Continue the article on Robert Griffin III's return to practice from the point where it stops.

[EXCERPTED PASSAGE]:
-----

Quarterback Robert Griffin III on Wednesday practiced full speed against the Washington Redskins’ first-string defense for the first time since he injured his right knee on Jan. 6 in a playoff loss to Seattle.
“I’m getting the team reps, and that’s what I wanted,” Griffin said. “That’s what the team needs me to be out there doing, and we feel good.”
Griffin participated in some drills against the first team, as the Redskins began a short week of preparation for Saturday afternoon’s home preseason game against Buffalo. Last week, he practiced against the scout team defense. Prior to that, he was limited to 7-on-7 drills and individual agility drills on a side field.
Griffin’s determination to start the Redskins’ regular season opener on Sept. 9 was rewarded during Monday’s positive meeting with his surgeon, Dr. James Andrews. Andrews observed Griffin throwing and working out, then performed field tests on his ACL and lateral collateral ligaments.
“He put his hands on me…and said it looks good,” Griffin said.
Griffin wants to make the decision to clear him for game action an easy one. That involves consistently throwing with sound lower-body mechanics. Coaches are focusing on his leg drive and weight transfer, especially because his plant leg was the one operated on.
“We see progress,” coach Mike Shanahan said. “One of the reasons we didn’t throw him right in the fire is because we didn’t think he was ready right away. He was in pretty good shape. I like where he’s at right now, and the key is not to have a setback.”

-----

[DATASET]:
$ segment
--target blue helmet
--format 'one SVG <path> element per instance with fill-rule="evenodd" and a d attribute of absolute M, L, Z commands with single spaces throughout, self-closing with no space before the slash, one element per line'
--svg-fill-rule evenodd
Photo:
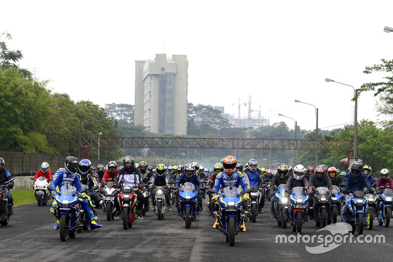
<path fill-rule="evenodd" d="M 82 159 L 79 161 L 79 173 L 81 175 L 86 175 L 91 167 L 91 162 L 88 159 Z"/>

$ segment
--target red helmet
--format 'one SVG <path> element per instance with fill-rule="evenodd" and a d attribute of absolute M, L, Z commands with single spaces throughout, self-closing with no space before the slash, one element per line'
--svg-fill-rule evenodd
<path fill-rule="evenodd" d="M 315 175 L 317 178 L 321 179 L 325 175 L 326 171 L 326 168 L 325 167 L 325 166 L 323 165 L 318 166 L 315 169 Z"/>

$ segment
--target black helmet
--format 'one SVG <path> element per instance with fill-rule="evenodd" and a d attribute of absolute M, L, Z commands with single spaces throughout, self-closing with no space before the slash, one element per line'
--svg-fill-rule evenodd
<path fill-rule="evenodd" d="M 360 161 L 355 161 L 351 165 L 351 172 L 352 173 L 353 177 L 360 176 L 363 170 L 363 165 Z"/>
<path fill-rule="evenodd" d="M 193 164 L 189 163 L 184 166 L 184 174 L 187 177 L 191 177 L 194 175 L 195 171 L 195 166 Z"/>
<path fill-rule="evenodd" d="M 127 167 L 126 165 L 126 163 L 131 163 L 131 165 L 129 167 Z M 128 155 L 125 157 L 124 159 L 123 159 L 123 164 L 124 165 L 124 169 L 127 173 L 128 173 L 130 172 L 135 166 L 135 160 L 132 156 Z"/>
<path fill-rule="evenodd" d="M 79 167 L 78 158 L 75 156 L 67 156 L 64 162 L 64 168 L 70 173 L 75 173 Z"/>
<path fill-rule="evenodd" d="M 4 169 L 4 166 L 5 166 L 5 161 L 1 157 L 0 157 L 0 165 L 1 165 L 1 166 L 0 167 L 0 171 L 2 171 L 3 169 Z"/>

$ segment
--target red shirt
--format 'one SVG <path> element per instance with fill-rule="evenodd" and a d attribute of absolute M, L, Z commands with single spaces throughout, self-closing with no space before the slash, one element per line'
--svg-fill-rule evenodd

-----

[TASK RESPONSE]:
Quarterbacks coach Matt LaFleur last week said: “I think I noticed it a little bit early just when he first started back. I think just talking to other guys that have had that—Rex [Grossman] had an ACL, and he said it does take a while, especially when it’s on your back leg, to come back to full strength. I think now I don’t notice it.”
Griffin sensed a difference in his lower half before and after he first injured his knee against Baltimore last December.
“I can feel a difference now having a healthy knee now,” Griffin said. “You watch all that film throughout the season, you watch it at the end of the season. You watch every game again, just to go over—not necessarily looking at you, but looking at your reads and things like that—and I’ve done that. I feel like I’m miles ahead when it comes to just playing football now than I was then, and then when it comes to just being healthy and planting off the back foot, I feel good there, too.”
With less than three weeks until the opener, Shanahan remains optimistic.
“If he can keep on progressing like has been,” he said, “he’ll be ready for Monday night.”